Welche wörtlichen Zitate in Anführungszeichen stehen im Quellenauszug zum Kinderschutz? Nenne alle.

§ QUELLENAUSZUG
---------------

Jessika Kuehn-Velten von der Kinderschutzambulanz des Evangelischen Krankenhauses kennt zahlreiche ähnliche Fälle. "Solche Verhaltensweisen sind oft ein Signal, das die Kinder geben", sagt sie. Dabei sei der direkte Rückschluss auf eine Vernachlässigung durch die Eltern zu kurz gegriffen.
Dass die Betroffenen für sich keinen sicheren Platz in der Welt sehen, könne vielfältige Gründe haben - etwa eine zunehmende Diskrepanz zwischen früher körperlicher und einer verzögerten seelischen Reife. Wegzulaufen und sich zu betrinken, seien heute zunehmend gängige Ausdrucksweisen dieser Kinder, die nicht wissen, wohin sie gehören.
"Wir wollen dieses Kind zur Ruhe bringen", erklärt Lukasczyk die Pläne im aktuellen Fall. Definitiv wolle er die Zwölfjährige aber nicht einsperren: "Wir werden mit ihr zusammenarbeiten." Schließlich solle sie nicht glauben, dass sie für ihr Verhalten bestraft werde. Das wichtigste Ziel: Sie soll endlich einen sicheren Platz zu finden.

---------------

§ MATERIAL

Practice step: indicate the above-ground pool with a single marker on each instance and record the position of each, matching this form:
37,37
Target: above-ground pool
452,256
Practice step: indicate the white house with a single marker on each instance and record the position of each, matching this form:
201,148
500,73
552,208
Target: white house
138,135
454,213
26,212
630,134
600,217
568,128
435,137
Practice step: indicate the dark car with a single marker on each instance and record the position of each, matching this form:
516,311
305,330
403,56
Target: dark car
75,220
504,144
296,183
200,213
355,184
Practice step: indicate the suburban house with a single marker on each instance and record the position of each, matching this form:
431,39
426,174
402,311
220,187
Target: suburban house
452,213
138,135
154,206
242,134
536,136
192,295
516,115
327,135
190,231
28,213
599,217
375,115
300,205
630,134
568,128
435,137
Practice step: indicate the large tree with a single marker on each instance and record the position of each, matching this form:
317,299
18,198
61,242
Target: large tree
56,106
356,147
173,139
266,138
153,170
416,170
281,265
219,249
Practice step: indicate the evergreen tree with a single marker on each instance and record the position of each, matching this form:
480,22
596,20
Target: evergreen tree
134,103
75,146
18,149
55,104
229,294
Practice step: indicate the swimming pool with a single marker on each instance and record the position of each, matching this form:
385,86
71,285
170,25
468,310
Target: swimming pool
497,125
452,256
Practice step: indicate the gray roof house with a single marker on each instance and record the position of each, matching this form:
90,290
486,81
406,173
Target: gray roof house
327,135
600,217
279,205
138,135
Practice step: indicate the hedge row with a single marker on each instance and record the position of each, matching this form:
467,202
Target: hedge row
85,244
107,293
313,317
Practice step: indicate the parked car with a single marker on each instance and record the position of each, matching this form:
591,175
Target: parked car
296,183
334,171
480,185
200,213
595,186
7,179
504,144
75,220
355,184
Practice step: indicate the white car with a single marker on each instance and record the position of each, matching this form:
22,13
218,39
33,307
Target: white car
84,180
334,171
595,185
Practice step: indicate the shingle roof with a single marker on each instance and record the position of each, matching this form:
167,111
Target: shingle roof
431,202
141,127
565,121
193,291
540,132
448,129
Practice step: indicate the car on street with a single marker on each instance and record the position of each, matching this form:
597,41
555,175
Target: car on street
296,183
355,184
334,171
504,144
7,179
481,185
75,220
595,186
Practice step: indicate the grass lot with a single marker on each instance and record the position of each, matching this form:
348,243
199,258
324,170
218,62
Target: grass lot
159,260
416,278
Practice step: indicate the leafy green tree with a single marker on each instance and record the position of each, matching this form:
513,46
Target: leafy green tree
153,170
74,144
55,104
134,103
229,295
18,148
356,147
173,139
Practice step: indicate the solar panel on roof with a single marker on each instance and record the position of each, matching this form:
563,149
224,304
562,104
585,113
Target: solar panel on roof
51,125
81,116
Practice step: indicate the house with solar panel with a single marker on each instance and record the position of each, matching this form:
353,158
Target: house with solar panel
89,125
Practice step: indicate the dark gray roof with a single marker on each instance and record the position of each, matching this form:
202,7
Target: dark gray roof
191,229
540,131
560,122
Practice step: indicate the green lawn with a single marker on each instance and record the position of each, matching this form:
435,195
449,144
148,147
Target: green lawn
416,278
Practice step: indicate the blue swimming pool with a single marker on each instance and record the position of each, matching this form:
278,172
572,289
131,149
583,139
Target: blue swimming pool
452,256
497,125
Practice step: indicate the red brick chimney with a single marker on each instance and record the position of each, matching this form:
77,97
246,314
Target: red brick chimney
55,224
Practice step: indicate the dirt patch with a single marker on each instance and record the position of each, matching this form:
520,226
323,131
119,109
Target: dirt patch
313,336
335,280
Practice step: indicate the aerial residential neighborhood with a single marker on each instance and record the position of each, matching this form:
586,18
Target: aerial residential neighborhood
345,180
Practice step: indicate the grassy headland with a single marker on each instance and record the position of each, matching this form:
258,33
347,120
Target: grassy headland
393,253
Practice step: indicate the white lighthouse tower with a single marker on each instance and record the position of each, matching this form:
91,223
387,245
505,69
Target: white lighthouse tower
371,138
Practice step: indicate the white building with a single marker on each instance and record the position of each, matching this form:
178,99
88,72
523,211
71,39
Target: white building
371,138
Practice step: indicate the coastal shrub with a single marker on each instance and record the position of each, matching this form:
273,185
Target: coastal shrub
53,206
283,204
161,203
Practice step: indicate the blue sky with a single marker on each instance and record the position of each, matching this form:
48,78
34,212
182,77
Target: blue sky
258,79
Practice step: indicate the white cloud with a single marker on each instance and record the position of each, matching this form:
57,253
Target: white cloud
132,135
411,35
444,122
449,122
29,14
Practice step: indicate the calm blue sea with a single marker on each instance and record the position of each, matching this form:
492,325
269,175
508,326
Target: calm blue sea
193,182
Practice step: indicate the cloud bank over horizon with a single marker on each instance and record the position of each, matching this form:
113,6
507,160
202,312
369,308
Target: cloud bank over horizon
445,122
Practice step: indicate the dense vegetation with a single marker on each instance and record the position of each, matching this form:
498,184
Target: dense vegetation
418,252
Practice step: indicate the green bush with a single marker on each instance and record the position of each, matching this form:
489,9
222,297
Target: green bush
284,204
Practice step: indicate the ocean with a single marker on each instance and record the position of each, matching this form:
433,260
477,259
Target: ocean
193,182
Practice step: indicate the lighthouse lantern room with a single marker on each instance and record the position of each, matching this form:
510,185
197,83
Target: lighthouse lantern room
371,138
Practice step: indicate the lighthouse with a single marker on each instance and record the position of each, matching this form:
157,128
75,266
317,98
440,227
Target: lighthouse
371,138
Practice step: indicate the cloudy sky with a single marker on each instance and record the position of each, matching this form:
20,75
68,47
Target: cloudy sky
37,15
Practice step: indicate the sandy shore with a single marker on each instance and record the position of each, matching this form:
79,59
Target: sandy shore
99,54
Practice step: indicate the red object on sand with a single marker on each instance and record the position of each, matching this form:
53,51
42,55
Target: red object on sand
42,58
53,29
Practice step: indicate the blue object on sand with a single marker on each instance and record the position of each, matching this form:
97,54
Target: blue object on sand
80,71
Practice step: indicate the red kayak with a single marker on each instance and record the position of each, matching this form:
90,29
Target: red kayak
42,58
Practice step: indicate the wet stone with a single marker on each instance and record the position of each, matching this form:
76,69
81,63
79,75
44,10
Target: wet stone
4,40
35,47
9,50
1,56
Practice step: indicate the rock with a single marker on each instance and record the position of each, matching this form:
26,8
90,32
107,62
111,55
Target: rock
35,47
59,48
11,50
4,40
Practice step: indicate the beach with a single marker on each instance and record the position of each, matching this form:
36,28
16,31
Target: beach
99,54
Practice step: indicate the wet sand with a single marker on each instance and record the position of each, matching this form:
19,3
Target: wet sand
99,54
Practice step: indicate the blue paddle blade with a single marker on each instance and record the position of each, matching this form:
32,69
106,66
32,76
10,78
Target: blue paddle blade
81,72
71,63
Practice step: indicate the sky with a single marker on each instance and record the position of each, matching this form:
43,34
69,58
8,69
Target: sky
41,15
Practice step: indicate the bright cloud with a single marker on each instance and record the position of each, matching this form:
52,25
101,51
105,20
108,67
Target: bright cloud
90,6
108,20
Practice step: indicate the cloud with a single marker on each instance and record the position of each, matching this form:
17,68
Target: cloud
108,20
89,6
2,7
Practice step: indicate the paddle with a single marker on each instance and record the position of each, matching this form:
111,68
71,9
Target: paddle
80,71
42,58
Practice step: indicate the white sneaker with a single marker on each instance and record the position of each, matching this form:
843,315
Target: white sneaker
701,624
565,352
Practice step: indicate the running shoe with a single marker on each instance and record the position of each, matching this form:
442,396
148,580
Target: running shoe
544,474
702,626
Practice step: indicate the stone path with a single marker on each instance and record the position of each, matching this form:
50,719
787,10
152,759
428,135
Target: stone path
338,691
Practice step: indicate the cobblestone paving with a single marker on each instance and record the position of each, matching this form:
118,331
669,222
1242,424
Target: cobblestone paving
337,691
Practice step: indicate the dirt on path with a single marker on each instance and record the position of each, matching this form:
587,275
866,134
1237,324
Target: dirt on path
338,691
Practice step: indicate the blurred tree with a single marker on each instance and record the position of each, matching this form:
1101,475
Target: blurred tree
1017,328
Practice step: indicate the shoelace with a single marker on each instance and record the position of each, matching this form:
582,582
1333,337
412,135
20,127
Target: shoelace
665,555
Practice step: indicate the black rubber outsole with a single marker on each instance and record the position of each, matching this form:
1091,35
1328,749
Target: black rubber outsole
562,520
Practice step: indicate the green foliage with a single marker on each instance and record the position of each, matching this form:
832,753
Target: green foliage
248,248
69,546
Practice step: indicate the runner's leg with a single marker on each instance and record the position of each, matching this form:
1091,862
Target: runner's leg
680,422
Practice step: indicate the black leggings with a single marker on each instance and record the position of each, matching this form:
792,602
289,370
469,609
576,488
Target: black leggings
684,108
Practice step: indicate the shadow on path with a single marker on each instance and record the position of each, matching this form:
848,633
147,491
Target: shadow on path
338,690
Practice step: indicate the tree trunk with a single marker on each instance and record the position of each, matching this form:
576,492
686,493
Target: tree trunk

---------------

§ LÖSUNG
- "Solche Verhaltensweisen sind oft ein Signal, das die Kinder geben"
- "Wir wollen dieses Kind zur Ruhe bringen"
- "Wir werden mit ihr zusammenarbeiten."